-- Start AVAILABLE DATA --
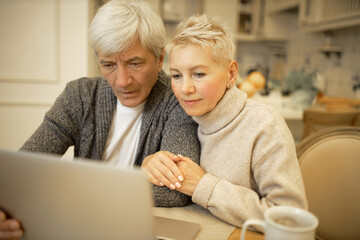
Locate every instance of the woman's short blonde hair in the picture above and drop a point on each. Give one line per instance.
(205, 32)
(118, 23)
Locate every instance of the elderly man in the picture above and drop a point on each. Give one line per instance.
(128, 115)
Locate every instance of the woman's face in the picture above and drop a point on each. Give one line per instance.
(197, 80)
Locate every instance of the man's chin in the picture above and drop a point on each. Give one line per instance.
(130, 102)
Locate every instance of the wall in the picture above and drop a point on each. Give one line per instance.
(43, 46)
(339, 72)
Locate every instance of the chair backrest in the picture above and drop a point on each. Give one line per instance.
(330, 164)
(316, 119)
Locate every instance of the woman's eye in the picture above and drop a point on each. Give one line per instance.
(175, 76)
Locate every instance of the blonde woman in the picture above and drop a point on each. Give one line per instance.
(248, 161)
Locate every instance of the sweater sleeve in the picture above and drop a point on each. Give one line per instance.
(272, 174)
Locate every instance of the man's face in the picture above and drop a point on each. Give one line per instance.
(131, 73)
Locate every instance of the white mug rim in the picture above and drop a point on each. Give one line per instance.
(287, 228)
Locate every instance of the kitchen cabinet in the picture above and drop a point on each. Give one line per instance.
(251, 21)
(324, 15)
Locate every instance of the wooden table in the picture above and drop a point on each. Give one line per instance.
(250, 235)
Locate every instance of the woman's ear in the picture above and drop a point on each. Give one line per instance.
(233, 72)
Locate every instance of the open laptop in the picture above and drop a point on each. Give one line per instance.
(59, 199)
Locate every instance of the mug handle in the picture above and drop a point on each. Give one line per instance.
(248, 223)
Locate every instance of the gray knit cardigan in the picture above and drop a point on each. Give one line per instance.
(81, 116)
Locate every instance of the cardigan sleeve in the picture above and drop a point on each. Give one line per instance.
(60, 125)
(179, 136)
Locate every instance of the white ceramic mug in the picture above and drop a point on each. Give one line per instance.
(284, 223)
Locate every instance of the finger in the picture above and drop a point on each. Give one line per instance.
(183, 158)
(174, 168)
(161, 176)
(154, 181)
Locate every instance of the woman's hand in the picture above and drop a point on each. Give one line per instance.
(192, 174)
(162, 170)
(9, 228)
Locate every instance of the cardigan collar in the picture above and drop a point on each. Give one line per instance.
(225, 111)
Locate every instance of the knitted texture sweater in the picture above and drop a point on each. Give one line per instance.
(249, 157)
(81, 116)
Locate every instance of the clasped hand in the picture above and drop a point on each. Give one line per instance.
(174, 171)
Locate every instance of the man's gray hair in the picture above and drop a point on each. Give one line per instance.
(119, 23)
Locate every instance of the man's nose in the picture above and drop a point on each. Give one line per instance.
(123, 78)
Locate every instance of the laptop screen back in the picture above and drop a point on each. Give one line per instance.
(59, 199)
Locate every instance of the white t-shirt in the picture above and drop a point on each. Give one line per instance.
(123, 138)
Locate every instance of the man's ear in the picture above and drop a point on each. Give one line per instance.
(233, 72)
(161, 60)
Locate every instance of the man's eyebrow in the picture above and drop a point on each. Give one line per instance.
(136, 58)
(192, 68)
(105, 61)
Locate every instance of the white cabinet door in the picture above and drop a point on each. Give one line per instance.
(43, 45)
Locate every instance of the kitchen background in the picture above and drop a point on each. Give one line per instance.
(44, 45)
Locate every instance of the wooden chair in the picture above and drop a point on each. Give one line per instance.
(330, 164)
(315, 119)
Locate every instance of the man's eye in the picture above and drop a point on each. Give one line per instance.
(199, 75)
(107, 66)
(137, 66)
(175, 76)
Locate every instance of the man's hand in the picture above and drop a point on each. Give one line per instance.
(192, 174)
(162, 170)
(9, 228)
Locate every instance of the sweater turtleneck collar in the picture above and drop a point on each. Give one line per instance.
(229, 106)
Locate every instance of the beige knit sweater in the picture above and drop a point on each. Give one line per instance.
(249, 157)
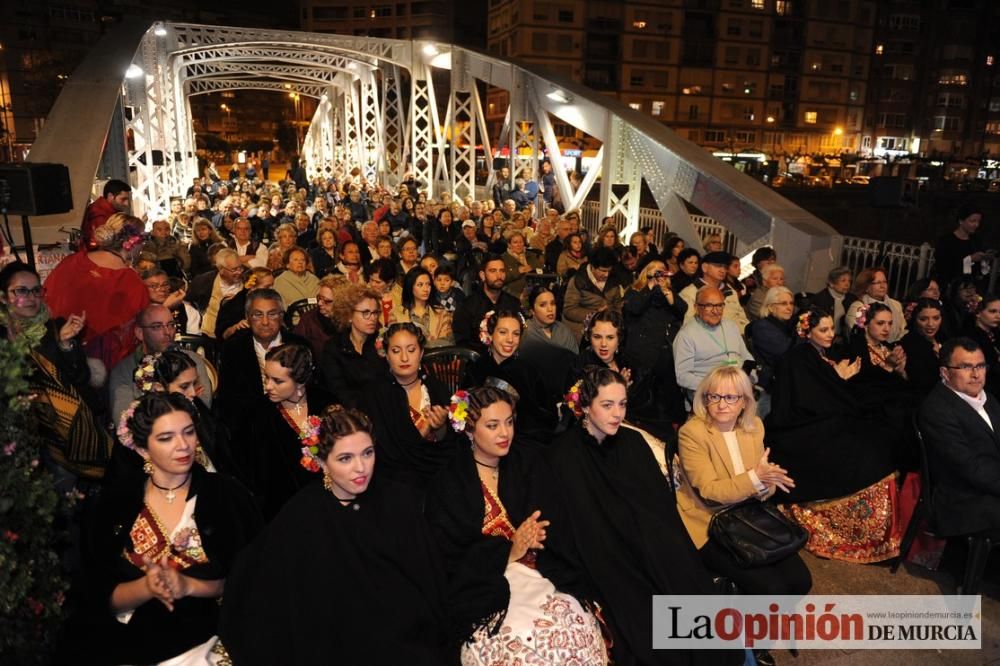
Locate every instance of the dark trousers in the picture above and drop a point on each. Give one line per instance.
(789, 576)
-- End AVAILABLE DATA --
Find the line containing "Locate every instance of the man's hand", then extract it and every line after it to the end of the data above, exactly and nothing else, without pictures.

Locate every instance of the man's hand in the picture above and drop a point on each. Give one line per instance.
(192, 174)
(162, 170)
(9, 228)
Locate every instance of the sweater turtleneck collar in the picture above and drop a point on each. Give one line per instance.
(229, 106)
Locate every instance of the beige knit sweater in the picture above and drop a point on each. Give one line per instance.
(249, 157)
Locate every instance of the dark trousers in the picture above and drop a point on each. Give one line per instance.
(789, 576)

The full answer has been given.